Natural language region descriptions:
++++
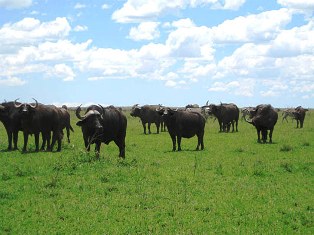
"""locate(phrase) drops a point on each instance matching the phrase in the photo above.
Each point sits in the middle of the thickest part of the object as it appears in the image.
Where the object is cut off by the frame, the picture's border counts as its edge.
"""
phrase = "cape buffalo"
(103, 125)
(147, 114)
(10, 118)
(263, 117)
(183, 124)
(226, 114)
(38, 118)
(288, 113)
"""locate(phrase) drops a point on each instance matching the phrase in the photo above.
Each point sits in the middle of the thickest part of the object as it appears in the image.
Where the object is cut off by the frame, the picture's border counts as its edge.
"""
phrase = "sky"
(125, 52)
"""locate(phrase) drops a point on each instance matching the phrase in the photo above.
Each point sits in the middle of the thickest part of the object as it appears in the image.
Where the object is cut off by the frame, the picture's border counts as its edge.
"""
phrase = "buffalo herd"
(105, 124)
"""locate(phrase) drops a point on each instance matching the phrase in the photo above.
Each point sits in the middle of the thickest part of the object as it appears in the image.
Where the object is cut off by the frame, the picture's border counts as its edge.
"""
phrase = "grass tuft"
(286, 148)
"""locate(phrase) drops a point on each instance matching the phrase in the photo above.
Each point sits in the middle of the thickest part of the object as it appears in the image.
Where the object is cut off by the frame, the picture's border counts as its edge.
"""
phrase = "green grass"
(234, 186)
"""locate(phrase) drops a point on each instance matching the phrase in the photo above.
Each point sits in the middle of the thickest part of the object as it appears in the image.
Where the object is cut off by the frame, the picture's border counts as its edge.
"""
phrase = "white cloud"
(293, 42)
(137, 11)
(144, 31)
(229, 4)
(80, 28)
(170, 83)
(269, 93)
(252, 28)
(243, 87)
(297, 4)
(15, 4)
(95, 78)
(12, 81)
(105, 6)
(63, 71)
(79, 6)
(30, 31)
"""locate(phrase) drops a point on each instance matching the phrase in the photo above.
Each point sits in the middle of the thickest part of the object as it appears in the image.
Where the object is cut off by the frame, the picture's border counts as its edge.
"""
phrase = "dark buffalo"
(103, 125)
(10, 118)
(263, 117)
(226, 114)
(299, 115)
(183, 124)
(38, 118)
(65, 121)
(147, 114)
(288, 113)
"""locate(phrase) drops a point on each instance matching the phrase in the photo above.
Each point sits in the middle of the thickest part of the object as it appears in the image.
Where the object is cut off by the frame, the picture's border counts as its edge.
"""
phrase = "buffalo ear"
(80, 123)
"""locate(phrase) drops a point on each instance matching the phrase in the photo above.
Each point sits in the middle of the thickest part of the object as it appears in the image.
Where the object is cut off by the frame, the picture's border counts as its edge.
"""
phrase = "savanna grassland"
(234, 186)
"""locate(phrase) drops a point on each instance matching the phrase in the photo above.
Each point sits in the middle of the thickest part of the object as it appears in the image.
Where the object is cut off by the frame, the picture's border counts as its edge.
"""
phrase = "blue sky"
(173, 53)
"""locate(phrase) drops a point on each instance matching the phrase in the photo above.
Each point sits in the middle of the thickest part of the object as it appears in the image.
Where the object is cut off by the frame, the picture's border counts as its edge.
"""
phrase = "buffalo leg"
(121, 145)
(173, 138)
(9, 133)
(271, 135)
(97, 148)
(297, 123)
(157, 126)
(144, 127)
(37, 141)
(68, 134)
(86, 143)
(221, 127)
(264, 136)
(44, 137)
(179, 142)
(258, 136)
(15, 138)
(25, 141)
(232, 123)
(200, 141)
(56, 136)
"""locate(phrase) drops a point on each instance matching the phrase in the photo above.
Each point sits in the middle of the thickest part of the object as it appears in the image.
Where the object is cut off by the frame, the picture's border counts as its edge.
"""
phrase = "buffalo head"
(26, 108)
(91, 122)
(135, 111)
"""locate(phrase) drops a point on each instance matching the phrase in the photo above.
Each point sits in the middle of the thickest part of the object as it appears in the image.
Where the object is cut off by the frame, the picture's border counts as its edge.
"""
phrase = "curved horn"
(17, 105)
(77, 112)
(102, 108)
(34, 106)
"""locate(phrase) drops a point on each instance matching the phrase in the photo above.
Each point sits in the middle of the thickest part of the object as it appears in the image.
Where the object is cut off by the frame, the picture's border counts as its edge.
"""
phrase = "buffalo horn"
(34, 106)
(17, 105)
(248, 121)
(77, 112)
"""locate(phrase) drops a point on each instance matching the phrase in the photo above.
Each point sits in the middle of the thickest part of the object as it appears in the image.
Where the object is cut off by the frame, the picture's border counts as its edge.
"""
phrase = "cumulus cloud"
(105, 6)
(64, 72)
(79, 6)
(137, 11)
(252, 28)
(15, 4)
(30, 31)
(144, 31)
(243, 87)
(80, 28)
(228, 4)
(12, 81)
(297, 4)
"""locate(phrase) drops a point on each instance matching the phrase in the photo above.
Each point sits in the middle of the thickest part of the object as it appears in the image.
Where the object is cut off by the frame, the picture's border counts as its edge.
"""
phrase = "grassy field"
(234, 186)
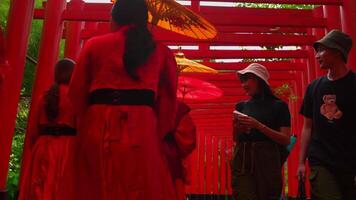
++++
* _EXERCISE GOAL_
Where an image appears in the data, skip it, and return the rest verbatim.

* _ANSWER_
"""locate(phrase) drops a point on each instance matching the phrase in the photo above.
Each point sits in the middle of the thickest part of the object as it appears in the image.
Where the object is cut off by the frame, the picture's border counts as its edge.
"""
phrase = "cape buffalo"
(103, 125)
(147, 114)
(10, 118)
(263, 117)
(183, 124)
(226, 114)
(38, 118)
(288, 113)
"""locate(phrase) drops a point on each instance matching the phrase in the photo above.
Each point sits in the middle of the thickest part of the object as it appears in the image.
Where the object is cut off by the frame, the picture's border counts as its edge.
"""
phrase = "sky"
(125, 52)
"""locate(phrase) drops a point on each instance matching the phrase in the photo above.
Each point sits in the middle of the thickest part of the object as it appears in the image.
Where the object is cut off by the frame, the picture's border counts as its edge.
"""
phrase = "buffalo herd"
(105, 124)
"""locate(phrase) drops a point on each instance matching the phrase in the photo above.
Each point sits in the middle of the thickest part of the object as it appears in the image.
Where the object is cut off by the frame, the picture's border counts as its edge.
"""
phrase = "grass tuft"
(286, 148)
"""locate(phrase) drops a point on each instance matching the phrase in the photo above.
Each point sits in the middle of the thickest part of the object as it appears in the image.
Where the object is cut off by the frame, the picture's border counts as its edge.
"""
phrase = "green grass"
(234, 186)
"""locate(phrase) drops a point on each instance matching the phrase in the photo above.
Each point sits in the middle of the thickest part of the object as it appears in the image.
Where the object is cut off by the frame, the picture's border counts as its edge.
"""
phrase = "white cloud"
(293, 42)
(137, 11)
(144, 31)
(229, 4)
(80, 28)
(170, 83)
(269, 93)
(252, 28)
(243, 87)
(297, 4)
(15, 4)
(95, 78)
(12, 81)
(105, 6)
(63, 71)
(79, 6)
(30, 31)
"""locate(phrase) drops a point on each instance matching the phrase in the photo above.
Each point sits in the middle of the thickest part of the object as it appears in the image.
Where the object is cut off by the frame, the picture's border counts as its edge.
"""
phrase = "dark buffalo"
(103, 125)
(10, 118)
(263, 117)
(226, 114)
(299, 115)
(183, 124)
(38, 118)
(65, 121)
(147, 114)
(288, 113)
"""locate(phrase) drops a point on each instance matching the phrase in the photo above.
Each point sits in the middle of the thickest part of the object as it appears in the image.
Where the object is cut off by the frame, the picture's border counts as its edge.
"""
phrase = "buffalo ear"
(80, 123)
"""locate(phrase) drops a point on each instance matching the phrase in the photo above.
Each point sits in the middle of the thickest part of the object as it appears in the image.
Where the object is cut off by the frame, the picture's border counts as its edge.
"""
phrase = "savanna grassland"
(234, 186)
"""locate(phrase) drops a point on each instance matching the phrase in the photo above.
Each point sits in the middle of the thickest part of the object as it appears in the image.
Where the object is cut off by the frame, the picture's border counts as its edge.
"""
phrase = "blue sky"
(173, 53)
"""locate(phrase) drops a point on each instance matching the phrase in the photo above.
Each point sits in the middle of the thickest part of the object as it appears in the image.
Where the object is cut off by the frame, the picture's border counts as its edge.
"""
phrase = "buffalo leg"
(121, 145)
(173, 138)
(9, 133)
(271, 135)
(97, 148)
(297, 123)
(157, 126)
(144, 127)
(37, 141)
(68, 134)
(86, 143)
(221, 127)
(264, 136)
(44, 137)
(179, 142)
(258, 136)
(15, 138)
(25, 141)
(232, 123)
(200, 141)
(56, 136)
"""locate(phrase) drops a point on each instance matching the phrase in the photo above.
Each point sits in the middle of the thickest part of the object as it appears in the image.
Where the object is cut off by the frame, the picture's border counts as its edge.
"""
phrase = "buffalo head"
(26, 108)
(91, 122)
(135, 111)
"""locate(phrase) drops a point on each instance matching the phrase in the photo above.
Each point sits in the middle of the thickest part of the object as it appears in the image.
Where the object is cut off by the frame, the picture's border counts as its edge.
"""
phrase = "curved horn"
(17, 105)
(77, 112)
(102, 108)
(34, 106)
"""locate(phrase) drops a point on each instance matching the phrase in the photo above.
Each point sits in the middle of the thickest part of the object as it appears in the image.
Where the object is cut off by the frame, the picture's border counts as its edge.
"""
phrase = "buffalo horn"
(34, 106)
(17, 105)
(248, 121)
(77, 112)
"""locate(phrase) drops a point on each instance matching the phrase in the photo above.
Each point sits in the middle of the thickest part of the object as it appears in the image.
Where the object is cut off by the frame, the picture's border counts as its edge.
"""
phrase = "cumulus cloud"
(105, 6)
(64, 72)
(79, 6)
(137, 11)
(252, 28)
(15, 4)
(30, 31)
(144, 31)
(243, 87)
(80, 28)
(228, 4)
(12, 81)
(297, 4)
"""locate(phrase) drops a point on each instance matching the phrase in the photo above.
Each point sits in the middle of the thickest part of the object as it appears in the image.
Where the object is cut off by the frame, the picture's border counts as its edge.
"""
phrase = "grassy field"
(234, 186)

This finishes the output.